EXTRAIT DU DOCUMENT ▸
Nous ne nous plaçons jamais au point de vue local ; la députation de Bruxelles a toujours envisagé les choses à un point de vue plus élevé. (page 1435) Mais aujourd'hui, en réalité, la proposition d'ajournement indéfini qui nous est faite, est-elle raisonnable ?
Qui nous répond que nous ne resterons pas perpétuellement placés en face de la question de préférence pour d'autres travaux prétendument plus urgents ? Quand verrons-nous la fin de cette situation ?
Ce que le gouvernement devrait nous accorder au moins, c'est un vote qui tranche la question en principe et limite la période d'inexécution.
Si le cabinet peut faire un pas vers nous, sans engager considérablement le trésor, il trouvera bien dans un coin du trésor une somme de 500,000 francs et inscrira le chemin direct parmi les travaux décrétés à exécuter aux frais du trésor public.
Ce crédit permettrait d'aborder les premiers travaux du chemin de fer de Louvain à Bruxelles. Nous serons satisfaits, nous serons parfaitement satisfaits et tous les inconvénients de notre amendement disparaîtront. Ce ne sera donc pas un vote stérile. Voilà ce que nous demandons, voilà ce que Je gouvernement devrait nous accorder lorsqu'il est lui-même l'auteur de trois propositions relatives à ce chemin de fer.
Maintenant, il est impossible qu'on soutienne sérieusement que ce chemin ne sera pas utile par lui-même, qu'il n'apportera pas un contingent nouveau de produits à l'Etat.
Nous avons toujours vu qu'à l'approche des grands centres de population, les convois se remplissent et que plus on s'éloigne de ces grands centres plus les convois se vident.

CONSIGNE 1 ▸
D'après l'extrait du document, que permettrait le crédit de 500,000 francs ?
CONSIGNE 2 ▸
Reprenez le discours sur le chemin de fer de Louvain à Bruxelles à la suite de sa dernière phrase et poursuivez-le.

DONNÉES FOURNIES ▸
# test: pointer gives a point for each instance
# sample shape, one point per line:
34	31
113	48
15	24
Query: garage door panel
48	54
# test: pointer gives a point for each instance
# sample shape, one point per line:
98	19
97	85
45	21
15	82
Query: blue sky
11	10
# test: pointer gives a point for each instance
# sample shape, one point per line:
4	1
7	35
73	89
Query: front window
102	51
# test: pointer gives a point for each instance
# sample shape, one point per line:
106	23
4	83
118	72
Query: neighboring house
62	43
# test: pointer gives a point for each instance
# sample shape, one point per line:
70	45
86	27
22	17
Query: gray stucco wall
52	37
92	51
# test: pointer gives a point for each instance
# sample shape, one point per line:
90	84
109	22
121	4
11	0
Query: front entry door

RÉSULTAT 1 ▸
Il permettrait d'aborder les premiers travaux du chemin de fer de Louvain à Bruxelles.

RÉSULTAT 2 ▸
La ligne projetée a un parcours de 28 kilomètres, Bruxelles capitale, Louvain ville de 30,000 âmes, centre commercial d'un pays agricole considérable, il est impossible que les communications nouvelles n'attirent pas, un concours considérable de voyageurs et un trafic important de marchandises. Cet affluent nouveau réagira sur le produit des voies ferrées existantes.
J'ai vu quelque part, dans le compte rendu de 1859 de l'exploitation du chemin de fer, que la circulation sur la ligne de l'Est était de 4,114 individus par kilomètre.
A ce compte-là la ligne de Louvain à Bruxelles qui aura 28 kilomètres d'étendue devra produire un nombre d'environ 115,000 voyageurs, en prenant pour base la moyenne que je viens d'indiquer.
Mais si vous vous rendez compte que la ligne de l'Est parcourra partir de Tirlemont, une étendue de pays où les villes sont complètement absentes et où la contrée est essentiellement agricole, vous devrez reconnaître, en comparant la population de cette contrée avec celle de Louvain, que le parcours de Louvain à Bruxelles se présente dans des conditions infiniment plus favorables.
Le gouvernement doit avoir à cet égard des données positives. La question a été étudiée et les chiffres sont posés. Il est impossible que cela n'existe pas sur le papier. Au reste ce côté de la question doit être considéré comme résolu par le fait de la proposition même dont le gouvernement a saisi la Chambre.
Je pourrais donc m'abstenir sur ce point. Je dirai cependant que dans ma conviction le nombre de voyageurs originaires des nouvelles localités traversées par le chemin direct excédera considérablement la proportion indiquée comme moyenne générale du parcours de la ligne de l'Est, et qu'il atteindra au moins le chiffre de 200,000.
Eh bien, messieurs, ces 200,000 voyageurs afférant en propre à la ligne nouvelle d'après les données du compte-rendu de 1859 produiront en moyenne 1 fr. 50 par voyageur, soit environ 300,000 fr. A cette recette il faudra joindre le produit du transport des marchandises, et enfin il faudra tenir compte de l'économie que fera l'Etat en transportant sur cette voie plus courte les voyageurs qui passent aujourd'hui par Malines.
Ce sont là des produits importants, des avantages dont il faut tenir compte.
Quant à la dépense de construction, je ne puis m'empêcher de manifester mon étonnement, en la voyant porter aujourd'hui à 7 million. Les terrains coûteront cher, je le veux bien, mais le tracé par Cortenberg n'exigera que peu de travaux.
Il y a 5 ou 6 ans, la construction de cette ligne était évaluée à 4 millions environ.
Pendant plusieurs années, ce chiffre est resté en quelque sorte stéréotypé. Aujourd'hui il a grandi, et en regard on est venu nous donner une somme très considérable de frais d'exploitation que le gouvernement aurait à subir.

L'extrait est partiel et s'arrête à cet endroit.